To speak out or to sneak out?

It is almost a year now since I moved back to my cosy, little hometown. I spent six years in a place which gave me full freedom to seek myself, find it and express it in a very own way. That place hugged me, as the lyrics of a famous folk song describe.

I remember stepping on its grounds seven years ago. As an average kid from province I couldn’t believe that there’s a place on Earth like this. Messy, crowded, noisy, with beggers on every corner. I cried for my countryside. I thought this place would never accept me. But the show went on. I was a mess, although I wasn’t quite aware of it and at the same time – bigoted! When you’re a kid, they tell you what’s good and you keep following it.

Anyway, I’ve met all kinds of people: odd, talented, beautiful, sharp, dominant, stupid, regressive, silly, eccentric, different from everything I have ever seen by then. But those six years were also full of love, expectations, understanding, hate, misery, heartbreaks, stresses, exploration, separating and new personal inventions. I knew that city had truly accepted me when I felt free to speak out and present myself as someone different than I used to be before,  loudly and freely without any doubts or fears that I could be abandoned, criticized, marked and rejected. I did whatever I want because it had sense. It had clear sense to me. And the relationship I had with this city was the best I’ve ever had. The city is the one who said to me: “I love what you’ve become.”

And me of course… I love what you gave me.

◇ ◇ ◇

▶ [Required tasks]:
a – In the essay about returning to a hometown, give the stretch from "It is almost" through "keep following it." again, swapping "place" for "city".
b – Carry on the essay about leaving the city for a hometown, picking up after its final line.

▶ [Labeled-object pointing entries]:

◇ ◇ ◇

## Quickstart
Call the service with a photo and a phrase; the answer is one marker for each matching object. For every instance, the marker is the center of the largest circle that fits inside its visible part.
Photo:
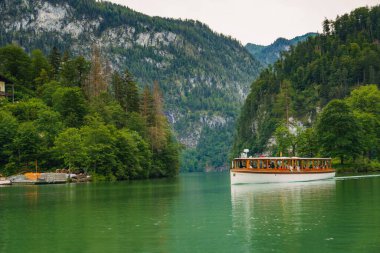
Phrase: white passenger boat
(4, 181)
(249, 170)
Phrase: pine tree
(96, 83)
(55, 62)
(132, 93)
(158, 130)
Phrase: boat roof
(282, 158)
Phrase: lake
(192, 213)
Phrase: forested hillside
(292, 93)
(268, 55)
(204, 76)
(67, 112)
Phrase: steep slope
(269, 54)
(310, 75)
(204, 76)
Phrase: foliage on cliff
(204, 76)
(325, 67)
(71, 113)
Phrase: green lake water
(192, 213)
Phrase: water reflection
(274, 216)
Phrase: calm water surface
(192, 213)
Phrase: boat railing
(282, 164)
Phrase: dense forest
(68, 112)
(204, 76)
(268, 55)
(315, 92)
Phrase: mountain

◇ ◇ ◇

▶ [Results in order]:
a –
It is almost a year now since I moved back to my cosy, little hometown. I spent six years in a city which gave me full freedom to seek myself, find it and express it in a very own way. That city hugged me, as the lyrics of a famous folk song describe.

I remember stepping on its grounds seven years ago. As an average kid from province I couldn’t believe that there’s a city on Earth like this. Messy, crowded, noisy, with beggers on every corner. I cried for my countryside. I thought this city would never accept me. But the show went on. I was a mess, although I wasn’t quite aware of it and at the same time – bigoted! When you’re a kid, they tell you what’s good and you keep following it.

b –
I am a dancer. As I said in my first post, I always go round. And I’m not just a dancer, I am also a doctor. It is not the title that makes me so proud, really. It appeared that anyone who’s enough stubborn can become one. Without any other qualities. I used to be a lot, but these two I’ll keep as my personal badges, my two selves, one old and one new, different, merged in my present self.

About this time of the year I came back home bringing heaviness in my chests. But no matter what, that’s how it is. I kept carrying out myself the way I liked, the way the city loved me and the way I loved myself. I promised I’ll keep in touch with the city and my favourite people who are still living there. I promised I won’t give up my pole dancing classes. But after a while, I felt what distance feels like and that it is not that easy now to manage all the promises.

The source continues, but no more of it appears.